• [TEXT PROVIDED]:
=== Section Start ===

Language can be used a biomarker for early detection of psychiatric illnesses, but methods for capturing linguistic signal are still in their infancy. model-experiments contains experiments for utilizing language as a biomarker, specifically predicting Clinical High Risk - Psychosis (shorthand: CHR) versus Community Control (CC) status.
Language models already have robust internal representations of language that can be utilized for downstream classification tasks. Challenges include variable length and inconsistent data, imbalanced classes, and overall lack of training and validation data. These models attempt to balance generalization with predictive power. Loosely inspired by these papers, but with significant adaptions to accomodate language data and psychosis-risk dataset:
Human whole epigenome modelling for clinical applications with Pleiades (2025)
Using Interpretability to Identify a Novel Class of Alzheimer's Biomarkers (2026)
All variants share one frozen Hugging Face base model as a feature extractor — only the lightweight classifier head trains. The backbone is model-agnostic and swappable per run via a --model CLI argument (with --load-mode for 8/4-bit quantization of large models), so the same pipeline works with any AutoModel.
classifier_mean_pool.py: Utilizes mean pooling strategy for all participant utterance embeddings for final classification
classifier_attention_pool.py: Embeds each utterance separately and uses a single learned attention query to take a weighted average over a patient's utterances before final classification
classifier_attention_pool_multihead.py: Extends attention pooling with several independent attention queries whose pooled vectors are concatenated, letting different heads attend to different linguistic signals
classifier_attention_pool_ffn.py: Attention pooling with a small feed-forward layer (Linear → GELU → Dropout → Linear) before the final logit, adding nonlinear mixing of the pooled representation
classifier_attention_pool_multihead_ffn.py: Multi-head attention pooling with the same small feed-forward layer before the final logit
Each script runs standalone (python classifier_mean_pool.py --model <hf-id>), or run every methodology in sequence with:
python run_all.py --model google/gemma-4-E2B-it
Only the flags you pass (--model, --load-mode, --extract-batch, --gpu, --max-length, --seed) are forwarded, so omitted flags keep each script's own defaults. Results land in results/<model>/<methodology>/len<λ>_seed<σ>/, and every run upserts its row into results/<model>/summary.csv — one row per (methodology, max_length, seed) with all accuracy statistics — so the summary fills completely after a sweep or incrementally when scripts are run by hand.
run_all.py can vary MAX_LENGTH and seed across a whole sweep. Length is per-featurization: --max-length-utterance goes to the four attention scripts, --max-length-transcript to mean_pool. --seeds a b c repeats the sweep once per seed (embedding caches are seed-independent, so only the first seed pays extraction):
python run_all.py --model google/gemma-4-E2B-it \
--max-length-utterance 1024 --max-length-transcript 16384 --seeds 42 43 44
Supporting tools:
truncation_stats.py: tokenizes the cohort with a backbone's tokenizer and reports token-length percentiles and the fraction of transcripts/utterances truncated at each candidate MAX_LENGTH. Run it first — if nothing is truncated at the current limit, a longer limit cannot change the embeddings.
compare_results.py: aggregates every results/<model>/summary.csv into results/comparison.csv (seed replicates reduced to mean ± sd) plus an AUROC-vs-max_length plot per methodology, for reading length and model-size effects side by side.

=== Section End ===

• [DATA TO EXAMINE]:
=== Section Start ===

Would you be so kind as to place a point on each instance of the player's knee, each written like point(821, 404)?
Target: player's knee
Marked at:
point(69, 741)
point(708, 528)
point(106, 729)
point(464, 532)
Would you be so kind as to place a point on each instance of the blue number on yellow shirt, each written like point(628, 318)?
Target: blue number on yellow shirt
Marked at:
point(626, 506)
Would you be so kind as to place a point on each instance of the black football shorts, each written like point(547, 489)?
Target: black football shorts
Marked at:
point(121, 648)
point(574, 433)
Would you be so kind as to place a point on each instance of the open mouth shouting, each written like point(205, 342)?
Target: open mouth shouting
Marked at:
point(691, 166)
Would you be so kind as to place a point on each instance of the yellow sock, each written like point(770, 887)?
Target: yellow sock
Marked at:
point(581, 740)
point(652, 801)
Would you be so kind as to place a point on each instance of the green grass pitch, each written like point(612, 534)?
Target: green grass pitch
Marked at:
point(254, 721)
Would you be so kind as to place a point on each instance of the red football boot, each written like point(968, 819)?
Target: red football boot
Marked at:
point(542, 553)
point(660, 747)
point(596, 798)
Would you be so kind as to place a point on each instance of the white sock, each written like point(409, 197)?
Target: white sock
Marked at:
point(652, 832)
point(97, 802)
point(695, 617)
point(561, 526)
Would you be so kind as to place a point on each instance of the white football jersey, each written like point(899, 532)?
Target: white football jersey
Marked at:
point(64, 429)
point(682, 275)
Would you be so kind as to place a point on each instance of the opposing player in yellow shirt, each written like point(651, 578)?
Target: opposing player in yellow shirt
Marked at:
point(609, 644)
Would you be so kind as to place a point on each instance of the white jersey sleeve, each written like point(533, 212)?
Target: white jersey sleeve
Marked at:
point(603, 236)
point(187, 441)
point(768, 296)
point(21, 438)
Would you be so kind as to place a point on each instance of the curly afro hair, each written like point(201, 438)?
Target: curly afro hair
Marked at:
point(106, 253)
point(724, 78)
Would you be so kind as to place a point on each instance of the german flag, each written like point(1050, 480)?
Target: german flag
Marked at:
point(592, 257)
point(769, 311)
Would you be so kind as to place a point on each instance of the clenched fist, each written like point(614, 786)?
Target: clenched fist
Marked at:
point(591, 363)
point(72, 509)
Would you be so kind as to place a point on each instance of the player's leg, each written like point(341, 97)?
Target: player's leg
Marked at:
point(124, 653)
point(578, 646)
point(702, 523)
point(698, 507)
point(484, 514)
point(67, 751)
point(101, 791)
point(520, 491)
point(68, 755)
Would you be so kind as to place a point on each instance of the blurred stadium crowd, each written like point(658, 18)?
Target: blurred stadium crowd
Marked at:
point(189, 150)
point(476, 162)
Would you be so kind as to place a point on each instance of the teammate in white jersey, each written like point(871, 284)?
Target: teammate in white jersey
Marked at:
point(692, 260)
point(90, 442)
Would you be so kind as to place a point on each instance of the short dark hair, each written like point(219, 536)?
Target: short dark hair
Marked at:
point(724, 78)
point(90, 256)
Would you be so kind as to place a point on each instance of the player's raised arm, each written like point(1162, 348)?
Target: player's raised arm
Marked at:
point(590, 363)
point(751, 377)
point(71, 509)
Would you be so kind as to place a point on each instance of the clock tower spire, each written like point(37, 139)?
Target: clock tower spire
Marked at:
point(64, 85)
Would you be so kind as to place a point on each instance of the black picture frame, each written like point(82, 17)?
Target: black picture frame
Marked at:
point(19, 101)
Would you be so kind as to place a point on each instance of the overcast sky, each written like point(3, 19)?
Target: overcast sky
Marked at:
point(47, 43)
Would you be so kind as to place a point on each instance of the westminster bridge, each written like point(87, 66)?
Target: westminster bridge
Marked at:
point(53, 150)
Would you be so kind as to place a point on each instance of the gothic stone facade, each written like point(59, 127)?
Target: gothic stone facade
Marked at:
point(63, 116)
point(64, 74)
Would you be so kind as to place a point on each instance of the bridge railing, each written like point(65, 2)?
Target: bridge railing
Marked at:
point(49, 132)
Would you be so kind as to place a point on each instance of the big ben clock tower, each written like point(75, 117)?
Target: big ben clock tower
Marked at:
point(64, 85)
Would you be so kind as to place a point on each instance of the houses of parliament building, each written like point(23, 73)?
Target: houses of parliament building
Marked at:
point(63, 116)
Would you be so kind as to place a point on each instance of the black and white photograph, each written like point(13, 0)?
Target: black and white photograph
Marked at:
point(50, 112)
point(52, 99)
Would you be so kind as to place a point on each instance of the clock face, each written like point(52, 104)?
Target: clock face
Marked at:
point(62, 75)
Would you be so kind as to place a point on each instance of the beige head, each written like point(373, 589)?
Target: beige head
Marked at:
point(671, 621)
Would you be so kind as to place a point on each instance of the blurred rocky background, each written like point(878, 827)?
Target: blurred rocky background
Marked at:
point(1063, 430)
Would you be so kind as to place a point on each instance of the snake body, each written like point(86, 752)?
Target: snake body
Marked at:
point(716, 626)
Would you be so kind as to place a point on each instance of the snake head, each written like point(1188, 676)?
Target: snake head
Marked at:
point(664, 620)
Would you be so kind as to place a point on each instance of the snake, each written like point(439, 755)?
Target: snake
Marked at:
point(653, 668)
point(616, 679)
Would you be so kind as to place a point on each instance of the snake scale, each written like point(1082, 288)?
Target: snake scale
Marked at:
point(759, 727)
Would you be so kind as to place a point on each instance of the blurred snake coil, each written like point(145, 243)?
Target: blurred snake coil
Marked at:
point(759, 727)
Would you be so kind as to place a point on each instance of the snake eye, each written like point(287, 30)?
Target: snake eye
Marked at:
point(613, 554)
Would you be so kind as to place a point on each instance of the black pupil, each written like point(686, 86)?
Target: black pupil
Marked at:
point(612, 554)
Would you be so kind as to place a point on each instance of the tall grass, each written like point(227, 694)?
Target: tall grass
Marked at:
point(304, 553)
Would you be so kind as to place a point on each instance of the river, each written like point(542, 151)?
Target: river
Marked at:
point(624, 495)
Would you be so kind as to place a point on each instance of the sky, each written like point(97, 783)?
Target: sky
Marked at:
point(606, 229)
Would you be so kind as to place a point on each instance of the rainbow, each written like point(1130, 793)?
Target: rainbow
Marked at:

=== Section End ===

• [WHAT YOU NEED TO DO]:
**1)** From the text on psychosis-risk language classifiers, output the passage that begins with "Language models already" and ends with "with Pleiades (2025)", copied word for word.
**2)** In the text on psychosis-risk language classifiers, which file does compare_results.py aggregate the summary results into?

• [LIST OF ANSWERS]:
**1)**
Language models already have robust internal representations of language that can be utilized for downstream classification tasks. Challenges include variable length and inconsistent data, imbalanced classes, and overall lack of training and validation data. These models attempt to balance generalization with predictive power. Loosely inspired by these papers, but with significant adaptions to accomodate language data and psychosis-risk dataset:
Human whole epigenome modelling for clinical applications with Pleiades (2025)

**2)** results/comparison.csv